* [PROBLEM DETAILS]: Repeat the records below line for line, with no changes, across all of them. Leave the pictures out.

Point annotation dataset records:
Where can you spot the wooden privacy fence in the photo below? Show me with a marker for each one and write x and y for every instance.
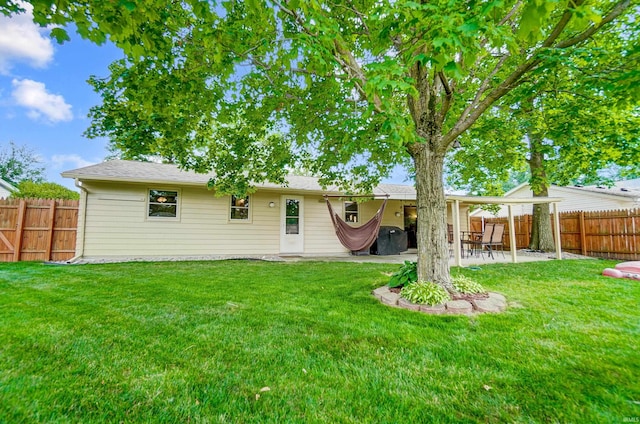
(601, 234)
(37, 229)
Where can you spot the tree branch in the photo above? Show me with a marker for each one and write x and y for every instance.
(476, 108)
(616, 11)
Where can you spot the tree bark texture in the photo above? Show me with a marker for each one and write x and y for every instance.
(541, 231)
(433, 249)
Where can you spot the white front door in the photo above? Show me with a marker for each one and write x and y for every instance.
(292, 224)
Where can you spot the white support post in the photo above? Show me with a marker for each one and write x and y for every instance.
(512, 236)
(556, 230)
(455, 211)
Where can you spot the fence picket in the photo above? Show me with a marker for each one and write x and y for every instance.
(602, 234)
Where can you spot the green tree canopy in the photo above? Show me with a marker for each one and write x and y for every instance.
(44, 190)
(19, 163)
(354, 87)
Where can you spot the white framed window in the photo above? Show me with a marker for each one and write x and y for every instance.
(351, 212)
(162, 204)
(240, 209)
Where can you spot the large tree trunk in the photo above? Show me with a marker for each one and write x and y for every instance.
(541, 232)
(433, 250)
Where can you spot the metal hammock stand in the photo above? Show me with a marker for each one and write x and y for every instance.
(356, 238)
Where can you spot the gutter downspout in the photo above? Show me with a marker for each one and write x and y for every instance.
(82, 215)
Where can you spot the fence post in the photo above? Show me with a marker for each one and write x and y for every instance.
(22, 209)
(583, 235)
(52, 218)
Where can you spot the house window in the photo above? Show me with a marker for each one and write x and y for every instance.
(351, 211)
(239, 208)
(163, 204)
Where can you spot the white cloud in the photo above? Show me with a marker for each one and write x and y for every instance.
(23, 41)
(41, 104)
(72, 161)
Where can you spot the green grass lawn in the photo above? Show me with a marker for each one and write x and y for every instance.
(198, 341)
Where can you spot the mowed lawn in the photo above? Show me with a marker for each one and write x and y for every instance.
(248, 341)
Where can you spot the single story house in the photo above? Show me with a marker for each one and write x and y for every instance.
(623, 195)
(134, 209)
(6, 189)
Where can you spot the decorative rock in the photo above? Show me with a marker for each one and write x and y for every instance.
(459, 307)
(380, 291)
(435, 309)
(491, 304)
(498, 296)
(390, 298)
(404, 303)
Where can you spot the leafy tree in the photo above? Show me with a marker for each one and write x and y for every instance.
(564, 127)
(19, 163)
(354, 86)
(43, 190)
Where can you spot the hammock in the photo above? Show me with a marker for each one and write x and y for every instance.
(357, 238)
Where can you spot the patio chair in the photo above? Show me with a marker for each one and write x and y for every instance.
(496, 239)
(477, 246)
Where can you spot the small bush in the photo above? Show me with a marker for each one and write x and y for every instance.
(465, 284)
(407, 274)
(424, 293)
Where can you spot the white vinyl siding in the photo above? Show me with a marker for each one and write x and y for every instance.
(117, 224)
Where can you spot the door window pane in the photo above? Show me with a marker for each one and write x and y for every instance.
(163, 203)
(292, 219)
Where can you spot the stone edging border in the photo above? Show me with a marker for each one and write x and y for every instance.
(494, 303)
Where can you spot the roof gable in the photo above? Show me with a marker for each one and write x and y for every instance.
(158, 173)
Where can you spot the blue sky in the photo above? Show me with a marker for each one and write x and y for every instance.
(45, 97)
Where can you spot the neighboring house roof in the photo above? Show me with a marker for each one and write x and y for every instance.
(623, 195)
(158, 173)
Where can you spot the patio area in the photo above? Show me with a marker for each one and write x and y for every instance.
(412, 255)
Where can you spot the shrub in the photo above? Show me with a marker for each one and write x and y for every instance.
(465, 284)
(424, 293)
(407, 274)
(44, 190)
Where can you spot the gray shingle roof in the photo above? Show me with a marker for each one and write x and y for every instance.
(629, 189)
(158, 173)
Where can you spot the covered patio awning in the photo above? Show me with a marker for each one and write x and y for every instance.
(457, 201)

* [COMPLETED EXERCISE]:
Where can you spot the wooden privacy fence in the photo below? Show me with a marker for each one and write x and y for every instance.
(601, 234)
(37, 229)
Where can you spot the tree branch in the photo above? Show me with a marker for each one and write x and y for every instance.
(476, 108)
(616, 11)
Where can you spot the tree bark texture in the photo above? Show me with a marker for each one and write x and y for every instance.
(541, 231)
(433, 249)
Where can you spot the white front door in the photo above? Show me with a marker for each one and write x and y for every instance.
(292, 224)
Where can you spot the white support post in the photo above? Show me with a marker for each one and write x and y for every instance.
(512, 236)
(556, 230)
(455, 211)
Where can you spot the fence picket in the photo above? Show me with a marker for each one and write x and y for every instance.
(602, 234)
Where can you spot the green tree canopy in the photo above? Show me with a marker for each one and write x and y for every instance.
(44, 190)
(19, 163)
(354, 87)
Where can you spot the white framed window in the photo above? Show me with a marker for each one and write x and y for every instance.
(351, 212)
(162, 204)
(240, 209)
Where can you spot the large tree trunk in the photo above? Show me with a marker for each one and write x and y for every instance.
(541, 232)
(433, 250)
Where can you spot the metal hammock stand in the photo above? Show me with a marker for each one and write x and y for every instance.
(356, 238)
Where can you spot the gutter downspout in the photo above? Show me with a marker for each one and write x and y for every instance.
(82, 215)
Where can you spot the fence post in the photo above? Show me with a marker for each one and write x and y for every instance.
(22, 209)
(583, 235)
(52, 218)
Where can you spot the house window in the photo above? Show me with a marker for each one and write x and y for every instance.
(351, 211)
(239, 208)
(163, 204)
Where can you spot the white cloud in the photo above? Show me with a marker for each one and write x and y for every instance.
(23, 41)
(41, 104)
(72, 161)
Where can you spot the green grass lawn in the photo above? Show me with a marker for each one and write x and y for every instance.
(198, 341)
Where can you spot the mowed lawn in the photo above? Show me with a marker for each one and write x and y for every instance.
(248, 341)
Where can you spot the single story house in the photo above? Show me with a marker for each one and write x and y for every instance.
(623, 195)
(134, 209)
(6, 189)
Where can you spot the decorative rock in the photo above? Show me with a marker for each one and write x and y for every instance.
(459, 307)
(380, 291)
(435, 309)
(491, 304)
(498, 296)
(390, 298)
(404, 303)
Where can you spot the leafy tree in the photo above? Show me with a marker for each one and write x and y for every instance.
(564, 127)
(19, 163)
(354, 86)
(43, 190)
Where can you spot the hammock in the photo above? Show me with a marker for each one and write x and y for every instance.
(357, 238)
Where can you spot the patio chair in the photo above? Show me with a marker for each one and write x and y for every instance.
(496, 239)
(477, 246)
Where can you spot the small bush in the photo above? Show me with a marker for each one and write x and y for every instance.
(465, 284)
(407, 274)
(424, 293)
Where can you spot the white vinyl siding in the photo above? Show me with a marker for each one and write x and y for every instance.
(117, 224)
Where can you spot the door window pane in the photo above? Show me with a marker for each one and write x and y for every instance.
(163, 203)
(292, 219)
Where can you spot the stone edging border in the photo above? Show me with a marker for each one and write x and y for every instance.
(494, 303)
Where can you spot the roof gable in the photo above? Show me with a marker for each one and write x and y for every instance.
(158, 173)
Where can you spot the blue sky in the photo above? Show me with a marker for each one and write x and y for every instance.
(45, 97)
Where can you spot the neighboring house roof in the photo above? Show me with a marker for each one and write x and y for every instance.
(623, 195)
(158, 173)
Where can you spot the patio area in the photo above? Show me with a marker for each one and write x and y for every instance.
(412, 255)
Where can you spot the shrub in the photo above? Show me with a marker for each one and write x and y for every instance.
(465, 284)
(424, 293)
(407, 274)
(44, 190)
Where can you spot the gray shingle roof in the photo above? Show me with a marker for each one and write x and y for every instance.
(629, 189)
(158, 173)
Where can you spot the covered patio awning in the photo above? Show me with a marker for each one and write x and y for every instance.
(457, 201)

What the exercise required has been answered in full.